*Description of the task*
The answer must consist of each line below that contains the string "service".

*Data for the task*

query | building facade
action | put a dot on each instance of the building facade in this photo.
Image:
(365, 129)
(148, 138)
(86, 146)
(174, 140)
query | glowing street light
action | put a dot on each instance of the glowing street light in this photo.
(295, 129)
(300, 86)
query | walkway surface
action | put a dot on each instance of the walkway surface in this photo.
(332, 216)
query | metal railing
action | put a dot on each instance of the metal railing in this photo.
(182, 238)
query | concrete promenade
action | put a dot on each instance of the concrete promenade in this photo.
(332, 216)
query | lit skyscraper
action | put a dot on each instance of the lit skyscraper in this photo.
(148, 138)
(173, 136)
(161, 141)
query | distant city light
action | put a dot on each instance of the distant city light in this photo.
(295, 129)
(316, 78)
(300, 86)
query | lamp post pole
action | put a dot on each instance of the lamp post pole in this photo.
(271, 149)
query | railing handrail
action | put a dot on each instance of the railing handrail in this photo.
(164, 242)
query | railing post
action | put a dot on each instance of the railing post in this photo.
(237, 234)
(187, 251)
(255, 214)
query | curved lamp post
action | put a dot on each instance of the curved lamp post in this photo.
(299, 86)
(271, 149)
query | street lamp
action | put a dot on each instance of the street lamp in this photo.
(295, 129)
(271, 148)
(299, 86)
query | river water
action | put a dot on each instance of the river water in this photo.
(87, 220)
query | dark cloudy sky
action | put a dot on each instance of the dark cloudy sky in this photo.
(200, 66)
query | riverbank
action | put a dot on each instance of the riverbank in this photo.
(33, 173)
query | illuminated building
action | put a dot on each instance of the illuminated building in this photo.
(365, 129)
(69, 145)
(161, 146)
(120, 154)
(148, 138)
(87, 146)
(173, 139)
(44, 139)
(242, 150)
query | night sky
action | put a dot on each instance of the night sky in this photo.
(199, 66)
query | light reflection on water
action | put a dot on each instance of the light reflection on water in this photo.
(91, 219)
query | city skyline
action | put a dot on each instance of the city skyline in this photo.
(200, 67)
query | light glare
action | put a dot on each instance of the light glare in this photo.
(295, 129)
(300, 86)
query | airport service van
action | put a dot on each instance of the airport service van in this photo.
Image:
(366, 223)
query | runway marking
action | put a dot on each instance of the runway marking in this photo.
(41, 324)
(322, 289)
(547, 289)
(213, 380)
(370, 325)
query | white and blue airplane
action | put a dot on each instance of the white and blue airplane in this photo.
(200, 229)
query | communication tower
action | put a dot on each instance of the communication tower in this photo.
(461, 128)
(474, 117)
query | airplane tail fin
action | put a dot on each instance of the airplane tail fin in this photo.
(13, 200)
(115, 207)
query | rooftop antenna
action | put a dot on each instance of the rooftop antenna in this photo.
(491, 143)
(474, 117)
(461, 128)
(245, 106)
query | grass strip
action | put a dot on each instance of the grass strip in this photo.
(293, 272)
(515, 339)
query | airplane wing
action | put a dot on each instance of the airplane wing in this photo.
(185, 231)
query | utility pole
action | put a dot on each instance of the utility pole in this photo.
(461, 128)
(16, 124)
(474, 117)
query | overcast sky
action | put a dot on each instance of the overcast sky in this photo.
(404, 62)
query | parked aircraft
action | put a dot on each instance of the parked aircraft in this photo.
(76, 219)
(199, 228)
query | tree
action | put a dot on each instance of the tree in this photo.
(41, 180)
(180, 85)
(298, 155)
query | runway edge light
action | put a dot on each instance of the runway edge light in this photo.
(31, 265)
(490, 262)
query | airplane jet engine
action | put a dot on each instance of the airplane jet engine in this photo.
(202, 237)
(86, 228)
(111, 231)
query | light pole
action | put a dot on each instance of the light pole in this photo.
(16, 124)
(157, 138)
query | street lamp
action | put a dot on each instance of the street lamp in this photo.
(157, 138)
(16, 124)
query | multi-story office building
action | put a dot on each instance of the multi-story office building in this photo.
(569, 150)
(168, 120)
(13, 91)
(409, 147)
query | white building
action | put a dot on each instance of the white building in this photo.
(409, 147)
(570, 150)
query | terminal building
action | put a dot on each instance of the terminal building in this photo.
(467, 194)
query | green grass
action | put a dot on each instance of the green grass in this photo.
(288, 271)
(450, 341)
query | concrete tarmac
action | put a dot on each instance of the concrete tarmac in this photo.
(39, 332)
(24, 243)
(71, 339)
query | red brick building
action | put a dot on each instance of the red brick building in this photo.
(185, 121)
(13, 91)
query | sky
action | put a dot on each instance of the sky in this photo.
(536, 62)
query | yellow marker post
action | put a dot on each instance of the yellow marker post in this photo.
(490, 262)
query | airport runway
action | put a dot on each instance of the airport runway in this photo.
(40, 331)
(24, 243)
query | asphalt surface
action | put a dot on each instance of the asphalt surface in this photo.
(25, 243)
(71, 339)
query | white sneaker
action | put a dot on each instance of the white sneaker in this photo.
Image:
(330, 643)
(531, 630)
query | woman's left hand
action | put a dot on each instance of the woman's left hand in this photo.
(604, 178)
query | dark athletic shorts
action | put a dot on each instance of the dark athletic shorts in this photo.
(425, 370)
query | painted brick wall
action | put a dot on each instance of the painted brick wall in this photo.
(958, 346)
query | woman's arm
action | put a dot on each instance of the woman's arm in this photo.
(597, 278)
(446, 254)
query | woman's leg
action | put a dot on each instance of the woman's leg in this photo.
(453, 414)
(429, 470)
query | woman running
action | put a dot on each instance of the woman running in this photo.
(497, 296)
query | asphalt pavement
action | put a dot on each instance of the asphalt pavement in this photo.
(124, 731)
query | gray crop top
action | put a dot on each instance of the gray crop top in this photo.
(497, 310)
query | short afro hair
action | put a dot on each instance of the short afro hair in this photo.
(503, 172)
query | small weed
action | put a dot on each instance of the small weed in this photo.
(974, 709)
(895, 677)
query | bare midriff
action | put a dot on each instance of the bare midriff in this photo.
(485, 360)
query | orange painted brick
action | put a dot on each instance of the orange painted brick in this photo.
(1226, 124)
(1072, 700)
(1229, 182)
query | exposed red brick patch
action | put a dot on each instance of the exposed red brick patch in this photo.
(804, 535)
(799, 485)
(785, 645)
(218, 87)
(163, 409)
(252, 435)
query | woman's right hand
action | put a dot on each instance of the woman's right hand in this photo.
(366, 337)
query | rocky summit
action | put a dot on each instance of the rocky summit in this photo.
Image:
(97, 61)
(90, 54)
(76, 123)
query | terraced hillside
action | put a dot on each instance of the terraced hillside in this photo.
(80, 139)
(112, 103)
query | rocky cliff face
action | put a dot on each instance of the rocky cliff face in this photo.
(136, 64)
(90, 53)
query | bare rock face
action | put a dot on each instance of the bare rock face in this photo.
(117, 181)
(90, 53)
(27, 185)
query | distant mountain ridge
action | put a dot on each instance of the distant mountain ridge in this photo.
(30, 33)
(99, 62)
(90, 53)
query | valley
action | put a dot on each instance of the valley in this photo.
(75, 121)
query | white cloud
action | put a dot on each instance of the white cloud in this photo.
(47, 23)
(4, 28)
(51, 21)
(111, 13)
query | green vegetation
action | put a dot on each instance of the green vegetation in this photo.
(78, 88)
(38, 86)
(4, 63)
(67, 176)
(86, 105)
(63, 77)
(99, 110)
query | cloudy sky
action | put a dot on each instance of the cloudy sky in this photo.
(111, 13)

*Output*
query | airport service van
action | put a dot on each instance of the airport service van in this photo.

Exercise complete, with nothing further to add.